Исходный текст:
---+---

Книга Театр Роберта Стуруа - Ольга Николаевна Мальцева
Шрифт:
Интервал:
Закладка:
Жутковатую брехтиану наших дней, в которую превратилось отражение нравов мелкопоместного дворянства в пьесе Клдиашвили, увидела в спектакле Н. Каминская[307], не пояснив, правда, почему описанная в рецензии суета вокруг выгодного жениха, превратившаяся в горький театральный балаган, соотносится с именем Брехта.
Есть и мнение, противоположное приведенным высказываниям. Еще за год до Чеховского фестиваля в своей статье[308] М. Зайонц, вернувшись из Тбилиси, где она смотрела приглашенные на фестиваль спектакли Стуруа, была изумлена обращениями к ней московских коллег, недовольных предыдущими показанными в Москве постановками режиссера и вопрошавших «Ну как, плохо?». Роберт Стуруа, написала она тогда, находится в отличной форме, и ему есть что предъявить. Что касается спектакля «Невзгоды Дариспана», то он, по мнению автора рецензии, как все произведения Стуруа, отмечен изящным режиссерским рисунком, отличной игрой актеров, вневременной театральностью и создает «ощущение праздника, только отчего-то немного грустного». Не изменилось мнение критика и после повторного просмотра постановки, уже в Москве. «Прелесть что за спектакль. И вроде приемы все те же, типичные для Стуруа, – тотальная театральность, яркие краски, налет грусти (…), а действует безотказно»[309], – зафиксировала она. Однако при этом рецензенту не хватило новизны в постановке, которая, по ее словам, создана «на чистом ремесле», как Стуруа «давно умеет. Сделано отлично, но не удивительно».
Таким образом, большинство критиков сочли спектакль неудачей Стуруа. Режиссера обвинили в вытравливании темперамента из актеров. Сильно прозвучал диагноз: режиссер выпал из эпохи и культурного пространства. При этом некоторые критики отдали дань руставелиевским актерам, в основном выделяя Зазу Папуашвили.
Однако есть рецензия, автор которой полагает, что режиссер попытался осмыслить сдвинутые человеческие отношения, «сумасшествие современности, своей и нашей», что он явил новую стилистику, возникшую на старых дрожжах его особенного режиссерского дара. Но в зале и в рядах критики к такому Стуруа готовы не были, пишет рецензент, поясняя: «Ожидали увидеть нечто прежнее, узнаваемое, поэтичное, с национальными мотивами»[310].

---+---

Сохранённые материалы:
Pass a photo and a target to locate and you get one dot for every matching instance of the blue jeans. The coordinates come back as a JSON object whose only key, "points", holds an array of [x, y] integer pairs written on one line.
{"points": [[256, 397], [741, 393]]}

---+---

Задания к упражнению:
#1 Переведите на английский язык предложение из исходного текста о спектакле «Невзгоды Дариспана»: «Таким образом, большинство критиков сочли спектакль неудачей Стуруа».
#2 Продолжите исходный текст о спектакле «Невзгоды Дариспана», начав сразу после его последнего предложения.

Ответы к заданиям:
#1 Thus, most critics considered the production a failure on Sturua's part.

#2
Во многом соглашаясь с автором статьи, выскажу и существенное возражение. Ждали, действительно, привычное и узнаваемое. Но таким привычным был Стуруа времен «Кавказского мелового круга» и «Ричарда III». Об этом прямо написал один из рецензентов, заметив, что театр Стуруа знают, любят в Москве и «восхищенно помнят о легендарных спектаклях 70-х – „Ричарде III“ и „Кавказском меловом круге“, больших событиях в театральной жизни большой страны»[311].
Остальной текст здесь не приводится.